• DOCUMENT EXCERPT

>> Start

As described above, if the sixth flow path 206 is provided with the first narrow width portion 206a and the first wide width portion 206b, since it is possible to reduce the flow path resistance and the inertance of the sixth flow path 206, poor ink supply from the first common liquid chamber 101 to the second pressure chamber 12B is prevented, and thus it is possible to continuously discharge ink droplets in a short period. In addition, since it is possible to reduce the flow path resistance and the inertance of the sixth flow path 206, it is possible to prevent a reduction in the amount of ink circulation from the first common liquid chamber 101 to the second common liquid chamber 102.

In addition, if the second flow path 202 is provided with the third narrow width portion 202a, the third wide width portion 202b, and the fourth wide width portion 202c, since it is possible to reduce the flow path resistance and the inertance of the second flow path 202, even though the first nozzles 21A are disposed at a high density, it is possible to improve the discharge characteristics of ink droplets, particularly, to increase the weight of ink droplets. In addition, since it is possible to reduce the flow path resistance and the inertance of the second flow path 202, it is possible to prevent a reduction in the amount of ink circulation from the first common liquid chamber 101 to the second common liquid chamber 102.

Naturally, the third narrow width portion 202a may be provided only in the second flow path 202, and the sixth flow path 206 may be provided such that the width thereof in the first direction X remains the same in the second direction Y.

In addition, in the recording head 1 of the embodiment, the individual flow path 200 further has the fourth flow path 204 and the ninth flow path 209 that are the downstream communication paths extending between from the nozzle 21 to the second common liquid chamber 102 in the third direction Z which is the normal direction of the nozzle surface 20a. The fourth flow path 204 and the ninth flow path 209 of the first individual flow path 200A and the second individual flow path 200B, which are the individual flow paths adjacent to each other in the first direction X which is the side by side arrangement direction, have the parts which do not overlap each other in the plan view from the first direction X.

As described above, if the fourth flow path 204 and the ninth flow path 209 are disposed so as to have the parts which do not overlap each other in the plan view from the first direction X, it is possible to improve the rigidity of the wall between the fourth flow paths 204 and the rigidity of the wall between the ninth flow paths 209 which are adjacent to each other in the first direction X, and thus the deformation of the walls of the fourth flow path 204 and the ninth flow path 209 is prevented which is caused by a pressure fluctuation when ink droplets are discharged, and the absorption of a pressure is prevented which takes place due to the deformation of the walls of the fourth flow path 204 and the ninth flow path 209. Therefore, it is possible to prevent the occurrence of cross talk caused by a reduction in the rigidities of the walls.

>> End

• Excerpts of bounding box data
>> Start

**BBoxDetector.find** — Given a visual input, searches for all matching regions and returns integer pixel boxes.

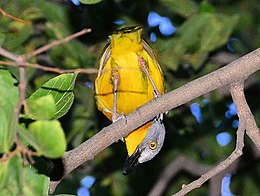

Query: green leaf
[0,160,9,190]
[27,94,57,120]
[0,156,50,196]
[0,70,18,153]
[161,0,197,17]
[158,12,238,69]
[79,0,102,4]
[25,120,66,158]
[27,73,77,119]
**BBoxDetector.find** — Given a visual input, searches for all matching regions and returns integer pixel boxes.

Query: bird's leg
[112,71,127,142]
[112,71,120,122]
[138,56,168,118]
[138,56,160,98]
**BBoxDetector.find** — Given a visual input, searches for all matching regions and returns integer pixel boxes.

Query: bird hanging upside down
[95,26,165,175]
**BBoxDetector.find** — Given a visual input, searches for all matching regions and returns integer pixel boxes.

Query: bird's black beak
[123,148,141,175]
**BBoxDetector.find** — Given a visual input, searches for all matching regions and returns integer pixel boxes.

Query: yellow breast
[95,25,164,154]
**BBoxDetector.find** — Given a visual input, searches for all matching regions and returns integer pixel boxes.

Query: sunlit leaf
[28,74,77,119]
[27,94,56,120]
[0,156,49,196]
[0,70,18,153]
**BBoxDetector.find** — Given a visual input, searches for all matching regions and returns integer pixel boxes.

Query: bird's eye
[149,141,157,150]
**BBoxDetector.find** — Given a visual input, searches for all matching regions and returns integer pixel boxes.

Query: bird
[95,25,165,175]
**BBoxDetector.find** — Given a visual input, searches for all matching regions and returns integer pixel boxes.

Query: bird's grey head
[123,114,165,175]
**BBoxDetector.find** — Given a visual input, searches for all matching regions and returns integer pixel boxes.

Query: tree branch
[0,60,98,74]
[50,49,260,193]
[230,81,260,151]
[23,29,91,60]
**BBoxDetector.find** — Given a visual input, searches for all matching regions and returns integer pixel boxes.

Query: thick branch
[50,49,260,192]
[0,60,98,74]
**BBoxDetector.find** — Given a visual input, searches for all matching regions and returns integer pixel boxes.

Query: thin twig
[0,8,29,24]
[0,47,19,61]
[230,82,260,151]
[0,61,98,74]
[174,123,245,196]
[148,155,212,196]
[23,29,91,60]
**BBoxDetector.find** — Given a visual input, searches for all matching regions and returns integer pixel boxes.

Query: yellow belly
[95,50,164,120]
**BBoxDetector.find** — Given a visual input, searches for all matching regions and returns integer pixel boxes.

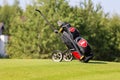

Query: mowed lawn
[0,59,120,80]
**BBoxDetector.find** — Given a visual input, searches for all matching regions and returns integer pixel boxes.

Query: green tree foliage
[0,0,120,61]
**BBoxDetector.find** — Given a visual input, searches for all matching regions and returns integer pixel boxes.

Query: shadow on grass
[88,61,107,64]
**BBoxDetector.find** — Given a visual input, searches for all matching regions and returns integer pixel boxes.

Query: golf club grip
[35,9,55,30]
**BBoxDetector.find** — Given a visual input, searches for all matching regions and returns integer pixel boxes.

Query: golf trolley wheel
[52,50,63,62]
[63,51,73,61]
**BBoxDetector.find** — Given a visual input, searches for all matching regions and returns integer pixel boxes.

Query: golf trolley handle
[35,9,56,30]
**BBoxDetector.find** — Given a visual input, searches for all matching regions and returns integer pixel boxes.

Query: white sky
[0,0,120,15]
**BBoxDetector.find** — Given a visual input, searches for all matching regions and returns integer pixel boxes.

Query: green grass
[0,59,120,80]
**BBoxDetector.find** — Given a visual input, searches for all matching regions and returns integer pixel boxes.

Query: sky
[0,0,120,15]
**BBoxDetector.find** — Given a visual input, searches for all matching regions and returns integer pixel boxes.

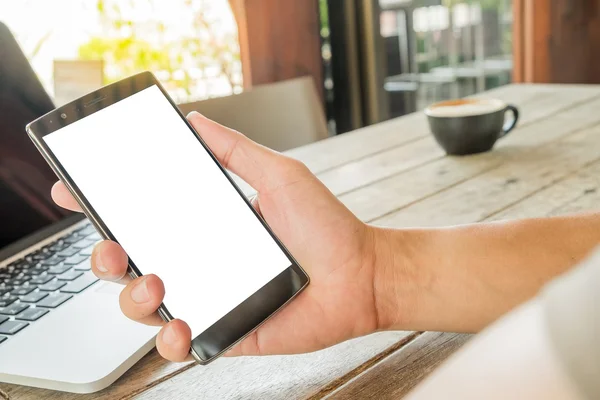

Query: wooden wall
[513,0,600,83]
[230,0,323,98]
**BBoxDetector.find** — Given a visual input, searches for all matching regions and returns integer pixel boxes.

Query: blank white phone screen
[44,85,292,337]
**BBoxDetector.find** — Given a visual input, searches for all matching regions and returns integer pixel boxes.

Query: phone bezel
[26,72,310,365]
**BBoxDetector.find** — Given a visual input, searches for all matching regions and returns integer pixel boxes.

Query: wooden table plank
[340,99,600,221]
[136,332,411,400]
[375,122,600,227]
[488,162,600,221]
[324,332,470,400]
[326,163,600,400]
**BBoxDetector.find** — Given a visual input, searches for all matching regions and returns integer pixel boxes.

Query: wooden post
[230,0,323,99]
[513,0,600,83]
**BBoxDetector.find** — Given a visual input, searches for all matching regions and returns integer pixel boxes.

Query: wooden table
[0,85,600,400]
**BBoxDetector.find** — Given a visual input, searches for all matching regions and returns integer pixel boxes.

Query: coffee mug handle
[500,104,519,137]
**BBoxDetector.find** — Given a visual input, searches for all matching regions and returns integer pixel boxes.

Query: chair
[179,77,329,151]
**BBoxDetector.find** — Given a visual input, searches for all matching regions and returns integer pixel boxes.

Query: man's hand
[52,113,380,361]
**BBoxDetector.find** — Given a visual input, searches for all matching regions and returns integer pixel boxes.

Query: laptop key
[65,254,88,265]
[48,265,73,275]
[0,295,19,307]
[30,264,50,274]
[58,270,83,281]
[60,272,98,293]
[75,258,92,271]
[40,281,67,292]
[21,292,48,303]
[71,238,97,249]
[57,247,80,257]
[63,233,83,244]
[0,321,29,335]
[76,224,96,236]
[40,255,65,267]
[0,303,29,316]
[36,293,73,308]
[79,242,96,257]
[10,285,37,296]
[87,232,102,242]
[29,274,54,285]
[9,278,29,287]
[17,308,50,321]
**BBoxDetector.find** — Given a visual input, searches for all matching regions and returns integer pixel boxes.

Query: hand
[52,113,379,361]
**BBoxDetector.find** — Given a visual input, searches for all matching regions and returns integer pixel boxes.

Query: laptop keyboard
[0,223,101,346]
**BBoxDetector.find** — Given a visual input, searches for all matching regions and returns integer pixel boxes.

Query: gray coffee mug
[425,99,519,155]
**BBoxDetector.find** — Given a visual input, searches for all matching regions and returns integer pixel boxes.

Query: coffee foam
[425,99,506,117]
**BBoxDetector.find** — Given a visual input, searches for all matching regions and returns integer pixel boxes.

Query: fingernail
[94,248,108,273]
[162,324,177,346]
[131,277,150,304]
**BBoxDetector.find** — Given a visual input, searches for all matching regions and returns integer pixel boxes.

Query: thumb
[187,111,279,191]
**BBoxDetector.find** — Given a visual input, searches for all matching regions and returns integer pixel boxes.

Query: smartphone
[26,72,309,365]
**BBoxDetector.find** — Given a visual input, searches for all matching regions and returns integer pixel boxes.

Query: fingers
[156,319,192,362]
[51,181,82,212]
[91,240,131,284]
[188,111,279,190]
[119,275,165,325]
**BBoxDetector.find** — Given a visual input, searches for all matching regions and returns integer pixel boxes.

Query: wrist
[371,227,439,330]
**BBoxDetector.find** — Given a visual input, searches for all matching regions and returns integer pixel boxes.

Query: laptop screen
[0,23,69,250]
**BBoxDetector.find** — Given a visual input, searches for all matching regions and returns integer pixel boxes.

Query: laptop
[0,23,158,393]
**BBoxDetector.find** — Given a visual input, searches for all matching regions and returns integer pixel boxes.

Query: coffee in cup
[425,99,519,155]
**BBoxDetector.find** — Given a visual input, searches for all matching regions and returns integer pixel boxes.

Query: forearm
[374,213,600,332]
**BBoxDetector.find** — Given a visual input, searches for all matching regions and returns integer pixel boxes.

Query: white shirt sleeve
[541,247,600,400]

>> End

• WORK TO COMPLETE
A. According to the flow path passage, what characteristic of ink droplets can be increased by giving the second flow path 202 its narrow and wide width portions?
B. List every narrow width portion and wide width portion that the flow path passage names, with its reference number.
Rely only on the flow path passage when responding.

• TASK-BY-TASK RESULTS
A. The weight of ink droplets.

B.
- First narrow width portion 206a
- First wide width portion 206b
- Third narrow width portion 202a
- Third wide width portion 202b
- Fourth wide width portion 202c